Written exercise A:
Can you copy the entries that come after the film review, reproducing every line of them exactly?

Excerpted passage:
========

John Candy: “Uncle Buck” Magnifies The Intangible Charisma Of Its Star

Dan Stephens looks at one of the 1980s’ finest family comedies from two undisputed kings of the decade – John Hughes & John Candy. The film highlights the special talents of both men, especially its star whose charisma elevates Uncle Buck to one of the actor’s best movies.

If ever a film genuinely magnified the intangible charisma of an actor, it would be John Hughes’ Uncle Buck. The actor in question? John Candy. He had an ability, regardless of character, prominence within the plot, whether the film was actually any good, to produce performances that transcended the screen. He had an innate ability to connect with audiences like few other comic actors, achieving a poignancy that mixed natural, recognisable character flaws with the wit to make those fragilities very, very funny.

His best work features in his collaborations with John Hughes, Uncle Buck slotting in nicely behind Planes, Trains and Automobiles. Both films feature Candy in similar roles – a carefree, bumbling, working class nice guy whose compassion, naivety and instinctive approach to life often gets him into trouble. I doubt Hughes ever saw the characters written for Candy as versions of himself, rather a rarely seen larger-than-life uncle whose tall tales at family gatherings probably evoked both sympathy and laughter.

What Hughes gets out of Candy in their work together is a multi-layered personality, where the tragedy of misfortune or misadventure makes us care without becoming clogged by sentimentality. There’s a show of toughness as genuine as his broken heart. They are lovable traits borne out of hardship. That’s why when Candy’s funny, we laugh a little harder, when he’s sad, we cry a little longer.

========

Supplied material:
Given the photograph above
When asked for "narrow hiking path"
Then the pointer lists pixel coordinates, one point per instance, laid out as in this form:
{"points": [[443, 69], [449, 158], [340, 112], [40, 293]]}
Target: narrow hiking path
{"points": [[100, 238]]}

========

Written exercise B:
How would you render this sentence from the Uncle Buck review in Spanish: "They are lovable traits borne out of hardship."

Correct result A:
Given the photograph above
When asked for "narrow hiking path"
Then the pointer lists pixel coordinates, one point per instance, laid out as in this form:
{"points": [[443, 69], [449, 158], [340, 112], [40, 293]]}
Target: narrow hiking path
{"points": [[100, 238]]}

Correct result B:
Son rasgos entrañables nacidos de la adversidad.